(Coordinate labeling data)
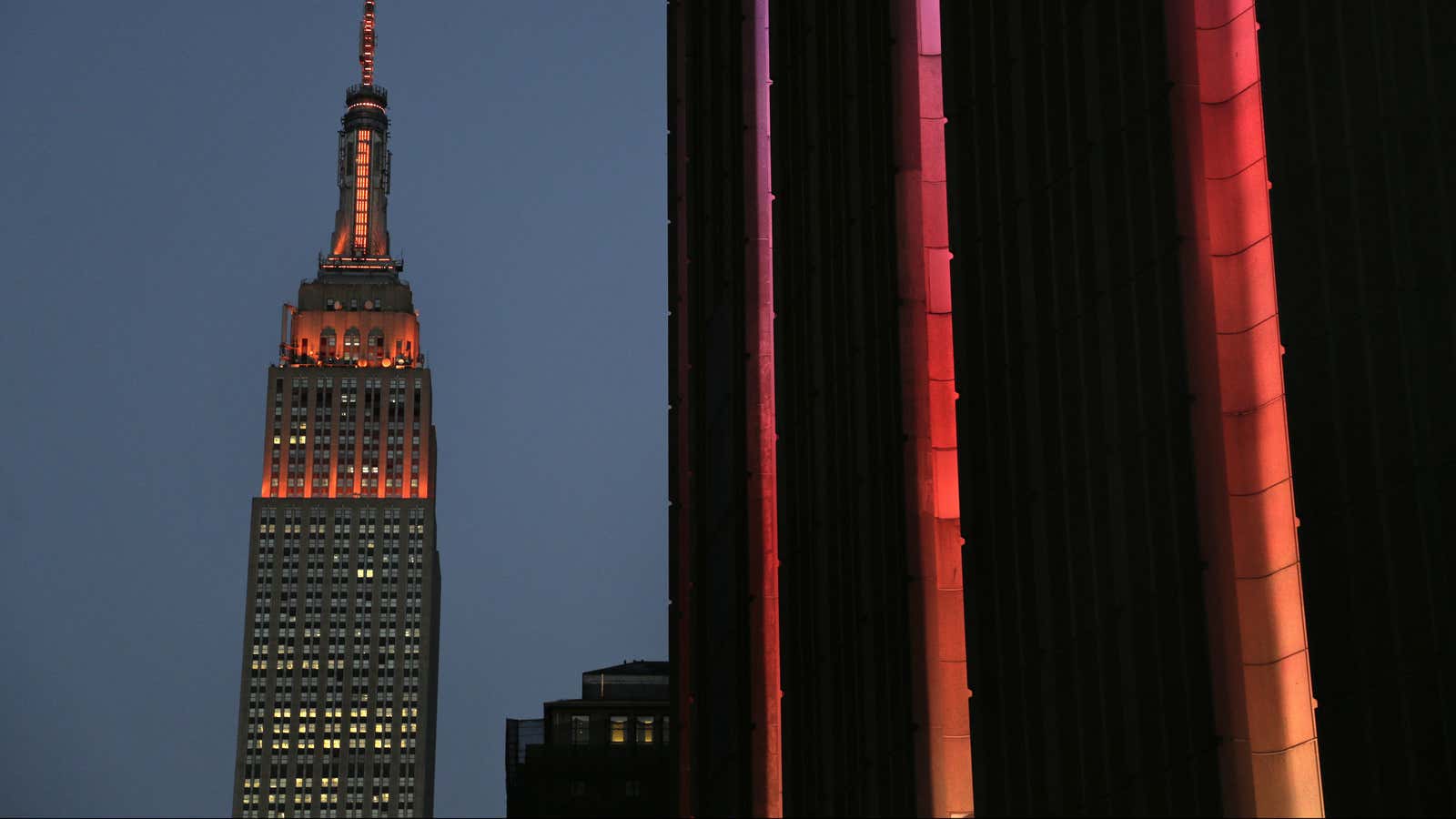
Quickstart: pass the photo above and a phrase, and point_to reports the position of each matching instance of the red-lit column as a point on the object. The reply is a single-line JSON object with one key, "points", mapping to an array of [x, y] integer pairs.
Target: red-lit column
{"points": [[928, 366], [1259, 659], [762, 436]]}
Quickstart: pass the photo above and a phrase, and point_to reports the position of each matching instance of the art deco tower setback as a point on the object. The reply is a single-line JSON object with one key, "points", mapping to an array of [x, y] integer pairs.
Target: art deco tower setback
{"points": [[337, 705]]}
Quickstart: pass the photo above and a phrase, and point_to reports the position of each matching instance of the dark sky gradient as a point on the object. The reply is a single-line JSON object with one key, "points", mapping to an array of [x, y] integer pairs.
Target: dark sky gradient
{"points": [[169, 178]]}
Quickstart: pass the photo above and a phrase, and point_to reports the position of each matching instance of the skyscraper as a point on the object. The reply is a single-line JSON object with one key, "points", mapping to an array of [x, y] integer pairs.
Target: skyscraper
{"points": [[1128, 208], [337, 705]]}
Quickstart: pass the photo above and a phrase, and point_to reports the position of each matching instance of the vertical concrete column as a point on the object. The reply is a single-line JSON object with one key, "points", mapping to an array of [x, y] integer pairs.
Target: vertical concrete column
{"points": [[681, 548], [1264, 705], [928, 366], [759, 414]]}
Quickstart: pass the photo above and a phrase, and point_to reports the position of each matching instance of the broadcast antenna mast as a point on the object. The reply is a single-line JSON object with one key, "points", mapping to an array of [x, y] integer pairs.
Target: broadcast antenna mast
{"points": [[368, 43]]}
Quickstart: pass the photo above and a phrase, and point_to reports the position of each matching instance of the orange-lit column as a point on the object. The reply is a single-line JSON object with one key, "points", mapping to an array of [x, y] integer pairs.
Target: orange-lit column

→ WHAT IS BEING ASKED: Rewrite the material from its start through the line with "Target: red-lit column", replacing "photo" with "image" and keeping everything else the same. Leave the picture out of your answer.

→ TASK ANSWER:
Quickstart: pass the image above and a phrase, and point_to reports the position of each matching instance of the red-lit column as a point on the object. The reply is a single-line JSON object with one key, "points", mapping to an array of [x, y] integer pairs.
Target: red-lit column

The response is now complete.